▶ [Work to do]:
Return each line of the listing below that contains the word "sliding", copied unchanged.
•••
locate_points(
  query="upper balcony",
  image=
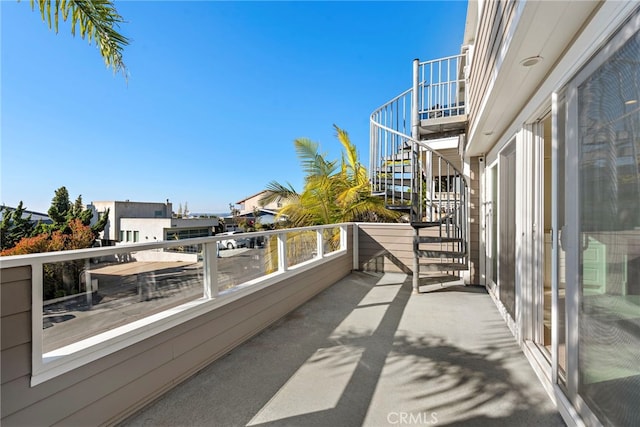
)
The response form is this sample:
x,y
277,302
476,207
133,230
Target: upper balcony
x,y
442,96
365,351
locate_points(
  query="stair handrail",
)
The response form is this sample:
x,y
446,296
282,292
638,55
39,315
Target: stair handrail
x,y
425,206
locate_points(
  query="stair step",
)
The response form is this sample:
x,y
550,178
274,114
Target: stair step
x,y
427,224
435,279
444,266
436,239
397,168
403,208
429,253
396,182
404,155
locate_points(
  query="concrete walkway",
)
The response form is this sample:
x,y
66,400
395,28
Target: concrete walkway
x,y
367,352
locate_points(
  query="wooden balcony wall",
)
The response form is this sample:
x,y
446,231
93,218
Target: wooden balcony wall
x,y
495,20
109,389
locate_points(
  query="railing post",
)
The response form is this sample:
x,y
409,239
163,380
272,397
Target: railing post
x,y
210,269
282,252
355,244
415,101
319,243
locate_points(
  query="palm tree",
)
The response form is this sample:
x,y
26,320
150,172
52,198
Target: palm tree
x,y
98,20
333,192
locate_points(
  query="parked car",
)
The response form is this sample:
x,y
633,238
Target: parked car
x,y
233,242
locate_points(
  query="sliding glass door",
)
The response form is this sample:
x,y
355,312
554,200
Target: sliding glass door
x,y
603,241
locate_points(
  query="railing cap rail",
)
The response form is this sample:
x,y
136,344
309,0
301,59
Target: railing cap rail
x,y
60,256
446,58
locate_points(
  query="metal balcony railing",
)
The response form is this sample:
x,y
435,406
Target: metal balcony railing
x,y
441,87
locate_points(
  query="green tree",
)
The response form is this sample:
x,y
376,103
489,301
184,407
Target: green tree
x,y
14,226
98,20
333,191
60,208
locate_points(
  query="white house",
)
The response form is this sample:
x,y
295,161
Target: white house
x,y
132,222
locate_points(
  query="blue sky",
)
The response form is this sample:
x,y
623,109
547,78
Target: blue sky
x,y
216,95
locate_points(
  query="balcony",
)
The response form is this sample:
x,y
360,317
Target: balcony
x,y
442,96
345,347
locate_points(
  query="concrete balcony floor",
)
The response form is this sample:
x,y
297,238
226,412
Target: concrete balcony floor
x,y
368,352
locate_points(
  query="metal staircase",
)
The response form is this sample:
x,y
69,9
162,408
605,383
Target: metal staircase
x,y
415,178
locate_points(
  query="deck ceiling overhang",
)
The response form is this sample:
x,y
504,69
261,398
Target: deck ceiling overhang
x,y
544,29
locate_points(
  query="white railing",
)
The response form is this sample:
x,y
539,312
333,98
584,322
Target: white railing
x,y
91,302
442,88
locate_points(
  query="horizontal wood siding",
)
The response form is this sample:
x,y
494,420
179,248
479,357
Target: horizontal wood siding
x,y
494,24
116,386
385,248
15,341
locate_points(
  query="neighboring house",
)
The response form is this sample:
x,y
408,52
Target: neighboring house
x,y
248,205
542,190
133,222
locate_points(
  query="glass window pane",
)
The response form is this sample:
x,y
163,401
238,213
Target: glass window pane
x,y
609,322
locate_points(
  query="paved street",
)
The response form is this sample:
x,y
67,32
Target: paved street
x,y
133,290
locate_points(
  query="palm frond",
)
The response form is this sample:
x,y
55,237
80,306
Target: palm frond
x,y
276,191
98,20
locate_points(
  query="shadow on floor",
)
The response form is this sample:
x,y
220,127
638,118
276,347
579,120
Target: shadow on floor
x,y
367,352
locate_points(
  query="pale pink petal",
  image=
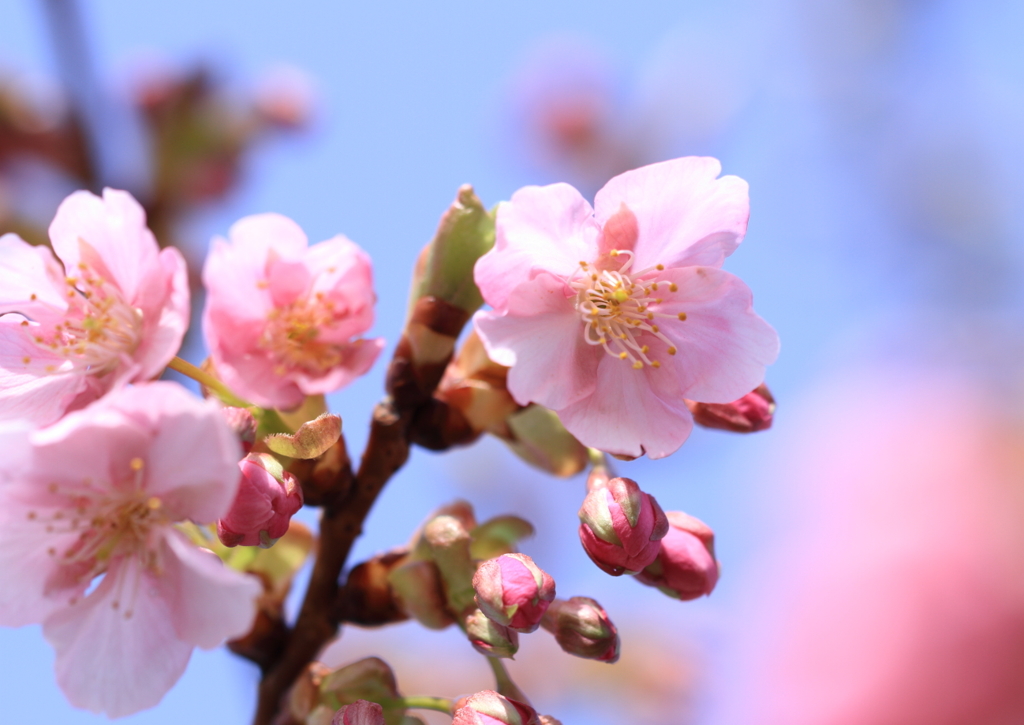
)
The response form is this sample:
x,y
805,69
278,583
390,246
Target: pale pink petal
x,y
165,306
26,562
632,412
685,214
288,281
723,345
208,602
541,338
358,356
548,228
115,226
237,287
94,445
108,662
343,273
258,233
31,281
29,390
254,376
193,460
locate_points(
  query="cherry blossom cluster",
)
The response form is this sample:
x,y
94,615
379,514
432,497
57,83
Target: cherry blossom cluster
x,y
140,520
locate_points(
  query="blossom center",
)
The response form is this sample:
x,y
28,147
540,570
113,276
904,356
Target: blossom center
x,y
292,335
99,328
619,309
107,522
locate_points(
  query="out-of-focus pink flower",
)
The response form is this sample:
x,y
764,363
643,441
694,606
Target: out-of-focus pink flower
x,y
750,414
267,498
97,496
115,312
582,627
360,712
903,601
281,316
488,708
685,567
513,591
622,526
612,316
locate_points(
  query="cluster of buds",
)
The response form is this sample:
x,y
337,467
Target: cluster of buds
x,y
326,696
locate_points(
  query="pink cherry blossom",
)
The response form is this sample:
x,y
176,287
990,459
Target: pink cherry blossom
x,y
281,316
614,315
89,548
115,312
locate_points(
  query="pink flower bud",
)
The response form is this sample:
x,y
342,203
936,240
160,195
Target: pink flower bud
x,y
267,497
244,425
359,713
487,637
685,567
513,591
488,708
582,628
622,526
750,414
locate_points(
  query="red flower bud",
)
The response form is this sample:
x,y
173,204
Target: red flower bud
x,y
750,414
488,708
267,497
359,713
513,591
622,526
685,566
582,628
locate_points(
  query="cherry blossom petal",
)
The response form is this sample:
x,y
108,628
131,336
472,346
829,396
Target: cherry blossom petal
x,y
30,390
685,214
241,284
115,227
108,662
549,228
31,281
207,601
201,485
723,346
541,338
164,300
631,412
259,233
358,355
26,562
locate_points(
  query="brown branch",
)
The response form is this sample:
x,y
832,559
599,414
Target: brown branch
x,y
347,500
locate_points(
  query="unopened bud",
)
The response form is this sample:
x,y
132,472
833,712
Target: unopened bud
x,y
621,526
267,498
538,436
685,567
244,425
359,713
487,637
370,679
488,708
513,591
582,628
370,600
418,587
750,414
450,543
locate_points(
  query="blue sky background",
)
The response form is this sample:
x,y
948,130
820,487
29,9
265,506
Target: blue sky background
x,y
882,142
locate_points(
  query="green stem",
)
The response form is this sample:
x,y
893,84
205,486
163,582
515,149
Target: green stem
x,y
441,705
506,686
203,378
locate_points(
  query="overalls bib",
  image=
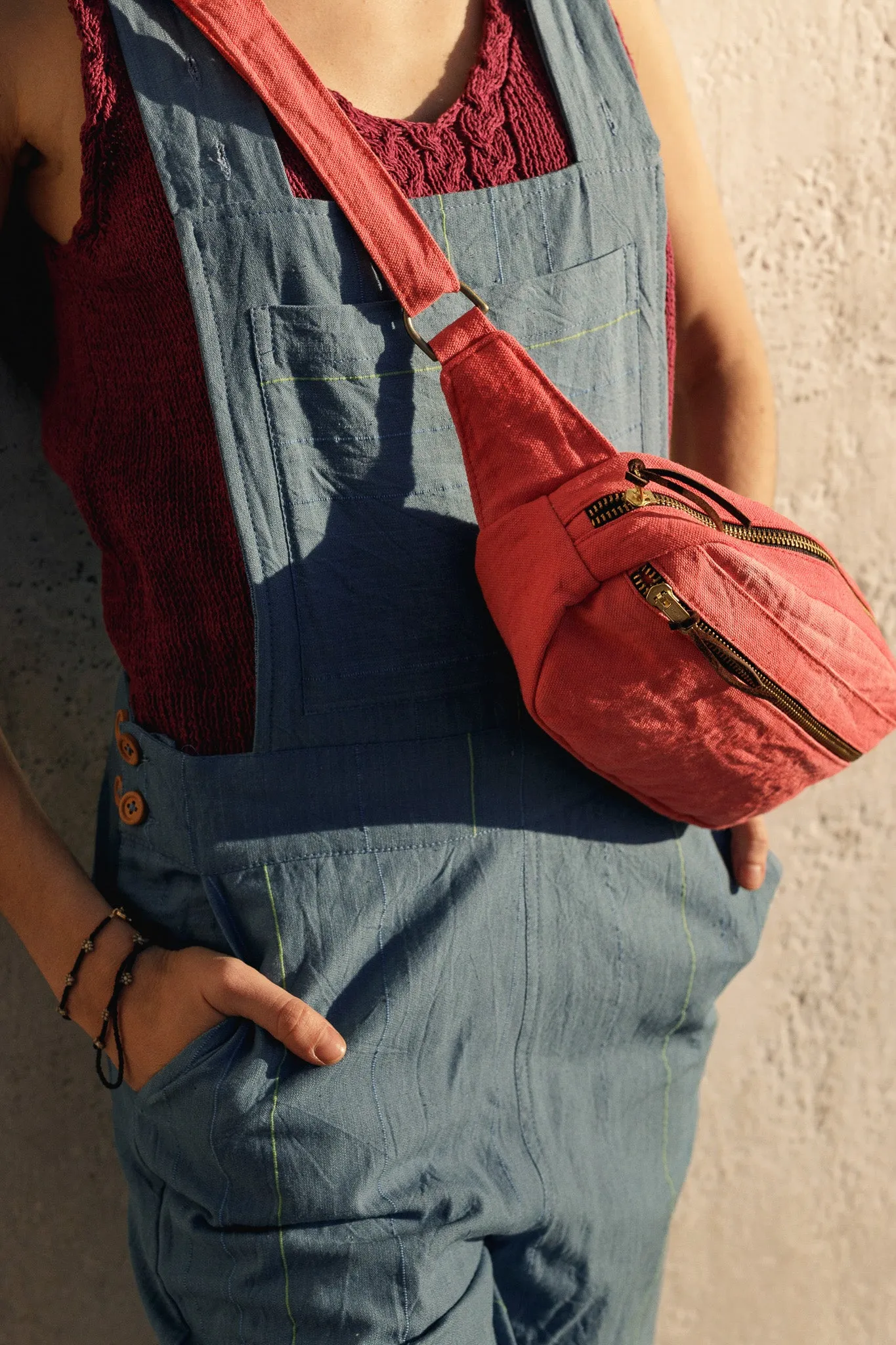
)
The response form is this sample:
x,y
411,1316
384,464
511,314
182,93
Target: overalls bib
x,y
522,959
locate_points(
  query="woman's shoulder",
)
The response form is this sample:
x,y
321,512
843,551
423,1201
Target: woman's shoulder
x,y
42,108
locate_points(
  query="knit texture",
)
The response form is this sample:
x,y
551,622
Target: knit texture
x,y
128,423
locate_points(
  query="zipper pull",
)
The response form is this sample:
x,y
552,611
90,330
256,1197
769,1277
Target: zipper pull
x,y
661,596
640,495
687,486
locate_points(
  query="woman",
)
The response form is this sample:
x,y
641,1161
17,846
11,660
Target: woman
x,y
324,805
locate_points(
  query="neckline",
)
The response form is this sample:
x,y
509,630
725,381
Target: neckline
x,y
494,11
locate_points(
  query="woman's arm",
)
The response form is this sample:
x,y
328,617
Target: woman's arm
x,y
725,405
725,412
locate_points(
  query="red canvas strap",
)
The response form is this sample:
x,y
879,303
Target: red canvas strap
x,y
400,245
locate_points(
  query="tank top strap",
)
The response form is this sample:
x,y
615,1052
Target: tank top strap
x,y
211,137
593,78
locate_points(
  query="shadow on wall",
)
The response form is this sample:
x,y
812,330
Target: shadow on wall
x,y
64,1269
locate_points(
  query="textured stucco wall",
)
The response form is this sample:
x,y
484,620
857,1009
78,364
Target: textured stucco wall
x,y
786,1229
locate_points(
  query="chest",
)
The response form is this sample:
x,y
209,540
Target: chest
x,y
393,58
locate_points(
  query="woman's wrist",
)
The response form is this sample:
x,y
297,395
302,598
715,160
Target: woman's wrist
x,y
97,975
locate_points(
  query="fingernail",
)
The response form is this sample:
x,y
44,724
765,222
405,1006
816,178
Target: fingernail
x,y
331,1049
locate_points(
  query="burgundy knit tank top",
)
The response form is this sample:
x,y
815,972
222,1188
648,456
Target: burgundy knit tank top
x,y
127,418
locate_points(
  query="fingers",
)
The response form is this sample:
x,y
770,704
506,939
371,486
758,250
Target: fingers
x,y
750,853
238,990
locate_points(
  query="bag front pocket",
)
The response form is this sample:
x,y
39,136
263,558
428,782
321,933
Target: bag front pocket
x,y
372,481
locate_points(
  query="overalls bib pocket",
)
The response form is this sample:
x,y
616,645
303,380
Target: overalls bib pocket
x,y
372,485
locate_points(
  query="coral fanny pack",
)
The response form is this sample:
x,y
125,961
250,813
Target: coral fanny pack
x,y
689,645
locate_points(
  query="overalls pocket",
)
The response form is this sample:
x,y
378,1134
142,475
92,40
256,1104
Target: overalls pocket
x,y
372,483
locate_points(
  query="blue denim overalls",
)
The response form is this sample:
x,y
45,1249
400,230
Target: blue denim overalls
x,y
522,958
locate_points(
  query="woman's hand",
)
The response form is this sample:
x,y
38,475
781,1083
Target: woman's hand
x,y
178,996
750,853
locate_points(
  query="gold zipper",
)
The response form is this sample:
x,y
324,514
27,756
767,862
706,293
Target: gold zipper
x,y
610,508
731,663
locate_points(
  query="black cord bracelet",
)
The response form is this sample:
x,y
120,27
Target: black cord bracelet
x,y
88,946
124,977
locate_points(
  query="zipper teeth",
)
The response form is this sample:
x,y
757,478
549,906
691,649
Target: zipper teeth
x,y
614,506
647,577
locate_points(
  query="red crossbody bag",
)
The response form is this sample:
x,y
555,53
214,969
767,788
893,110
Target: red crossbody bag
x,y
698,649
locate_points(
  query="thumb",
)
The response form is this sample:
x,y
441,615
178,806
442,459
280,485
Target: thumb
x,y
750,853
237,990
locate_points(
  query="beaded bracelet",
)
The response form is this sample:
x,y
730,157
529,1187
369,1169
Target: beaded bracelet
x,y
88,946
124,977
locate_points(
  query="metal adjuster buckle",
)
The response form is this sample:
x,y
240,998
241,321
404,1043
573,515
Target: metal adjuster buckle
x,y
425,346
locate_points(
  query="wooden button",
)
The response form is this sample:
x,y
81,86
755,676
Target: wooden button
x,y
132,806
127,743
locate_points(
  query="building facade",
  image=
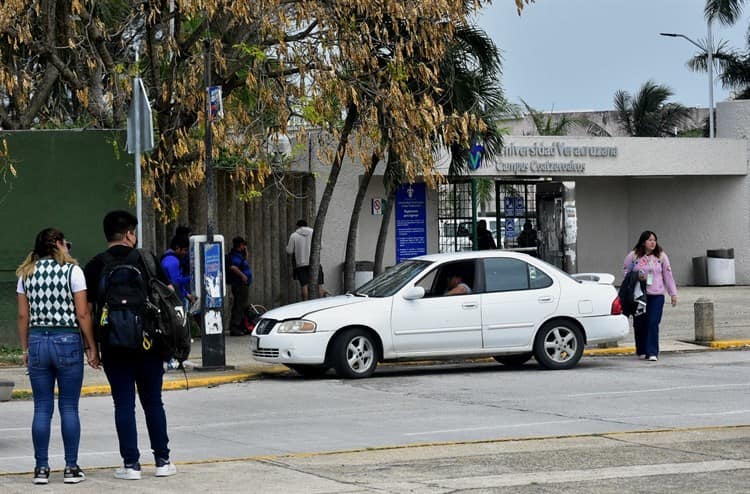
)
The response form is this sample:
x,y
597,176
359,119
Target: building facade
x,y
693,192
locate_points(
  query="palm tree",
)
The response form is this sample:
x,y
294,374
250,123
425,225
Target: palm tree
x,y
468,83
726,12
647,114
546,125
733,67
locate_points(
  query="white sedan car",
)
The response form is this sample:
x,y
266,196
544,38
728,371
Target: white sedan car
x,y
516,307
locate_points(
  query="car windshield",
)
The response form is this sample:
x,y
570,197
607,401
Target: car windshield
x,y
392,280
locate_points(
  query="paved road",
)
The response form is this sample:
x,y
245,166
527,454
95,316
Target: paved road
x,y
714,460
284,414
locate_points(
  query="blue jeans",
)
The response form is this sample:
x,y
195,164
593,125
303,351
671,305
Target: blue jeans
x,y
55,356
646,327
144,371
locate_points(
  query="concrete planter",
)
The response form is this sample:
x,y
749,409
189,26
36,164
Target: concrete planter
x,y
6,390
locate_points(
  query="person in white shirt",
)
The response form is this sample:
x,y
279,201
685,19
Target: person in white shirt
x,y
299,247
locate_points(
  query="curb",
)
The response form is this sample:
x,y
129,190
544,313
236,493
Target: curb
x,y
729,344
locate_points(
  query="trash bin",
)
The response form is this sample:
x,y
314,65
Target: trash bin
x,y
363,271
720,267
700,271
720,271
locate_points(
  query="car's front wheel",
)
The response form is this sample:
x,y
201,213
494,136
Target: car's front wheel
x,y
513,360
354,354
308,370
558,345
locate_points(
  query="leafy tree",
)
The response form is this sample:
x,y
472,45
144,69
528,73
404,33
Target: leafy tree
x,y
647,113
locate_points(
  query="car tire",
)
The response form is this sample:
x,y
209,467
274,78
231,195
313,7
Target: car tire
x,y
513,360
558,345
354,354
309,371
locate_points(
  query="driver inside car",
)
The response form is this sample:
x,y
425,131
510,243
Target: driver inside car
x,y
457,286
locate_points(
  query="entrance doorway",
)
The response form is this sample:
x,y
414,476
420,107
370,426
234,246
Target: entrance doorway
x,y
522,215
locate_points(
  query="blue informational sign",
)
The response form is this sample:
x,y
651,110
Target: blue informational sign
x,y
510,228
213,275
411,221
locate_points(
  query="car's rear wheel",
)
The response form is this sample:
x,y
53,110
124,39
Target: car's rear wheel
x,y
308,370
513,360
354,354
558,345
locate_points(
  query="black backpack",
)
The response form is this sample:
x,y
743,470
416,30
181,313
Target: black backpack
x,y
123,305
626,293
170,330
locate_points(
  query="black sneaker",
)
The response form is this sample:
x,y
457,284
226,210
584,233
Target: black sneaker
x,y
41,475
73,475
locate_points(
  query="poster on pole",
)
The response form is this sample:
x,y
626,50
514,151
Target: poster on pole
x,y
197,280
212,322
216,105
411,221
213,276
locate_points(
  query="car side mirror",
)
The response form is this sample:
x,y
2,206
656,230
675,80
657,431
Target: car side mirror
x,y
414,293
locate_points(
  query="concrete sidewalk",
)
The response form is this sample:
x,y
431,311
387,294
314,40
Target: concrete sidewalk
x,y
731,316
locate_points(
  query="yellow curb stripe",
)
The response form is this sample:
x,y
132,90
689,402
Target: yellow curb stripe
x,y
729,343
610,351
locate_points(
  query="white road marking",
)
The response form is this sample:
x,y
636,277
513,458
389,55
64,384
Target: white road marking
x,y
563,476
661,390
492,427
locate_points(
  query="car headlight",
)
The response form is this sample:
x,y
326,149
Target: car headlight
x,y
296,326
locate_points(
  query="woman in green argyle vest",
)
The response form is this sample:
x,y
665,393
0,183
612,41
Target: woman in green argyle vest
x,y
52,316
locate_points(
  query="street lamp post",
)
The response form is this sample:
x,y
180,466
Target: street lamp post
x,y
709,48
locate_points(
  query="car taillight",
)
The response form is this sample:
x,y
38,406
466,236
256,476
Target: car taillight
x,y
616,307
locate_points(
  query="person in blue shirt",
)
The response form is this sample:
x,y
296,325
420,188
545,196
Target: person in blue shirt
x,y
239,276
172,261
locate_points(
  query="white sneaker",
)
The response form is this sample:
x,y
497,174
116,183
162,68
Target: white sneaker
x,y
166,470
128,473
•••
▶ [Written solution]:
  query="sliding glass door",
Target: sliding glass door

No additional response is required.